Written problem 1>
Answer these questions from the issue page below:
(a) How many stars and forks does the repository show?
(b) What is the name of the activity task given in the error message?
(c) In what language is the durable function written?
Written problem 2> Filter the rows below, keeping each one that contains the string "rear". Case counts.

Passage given>
_ _ _ _
Azure / azure-functions-durable-extension

Durable Task Framework extension for Azure Functions
MIT License
714 stars 270 forks source link

Non-Deterministic workflow detected [...] ID 0 #2617

Open epa095 opened 1 year ago

epa095 commented 1 year ago

Description

My python durable function runs for varying amount of time (sometimes a few hours, sometimes a few days), but always exits before its done with the error Non-Deterministic workflow detected: A previous execution of this orchestration scheduled an activity task with sequence ID 0 and name 'fetch_activity' (version ''), but the current replay execution hasn't (yet?) scheduled this task. Was a change made to the orchestrator code after this instance had already started running? I am reasonably sure that there is no nondeterminism in the orchestrator (see below), and it has not been redeployed while running. It is also always ID 0.

Relevant source code snippets

Here is the complete orchestrator:


import logging

import azure.durable_functions as df
import azure.functions as func

LOGGER = logging.getLogger(__name__)
_ _ _ _
Named-object pointing rows
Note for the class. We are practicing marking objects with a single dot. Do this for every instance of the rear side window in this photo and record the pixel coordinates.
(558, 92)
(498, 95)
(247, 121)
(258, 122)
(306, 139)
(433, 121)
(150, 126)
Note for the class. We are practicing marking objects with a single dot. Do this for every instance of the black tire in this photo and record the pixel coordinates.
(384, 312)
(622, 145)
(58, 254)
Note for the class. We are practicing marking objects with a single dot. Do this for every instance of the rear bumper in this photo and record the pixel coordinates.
_ _ _ _
Written solution 1>
(a) 714 stars and 270 forks.
(b) 'fetch_activity'.
(c) Python.

Written solution 2>
Note for the class. We are practicing marking objects with a single dot. Do this for every instance of the rear side window in this photo and record the pixel coordinates.
Note for the class. We are practicing marking objects with a single dot. Do this for every instance of the rear bumper in this photo and record the pixel coordinates.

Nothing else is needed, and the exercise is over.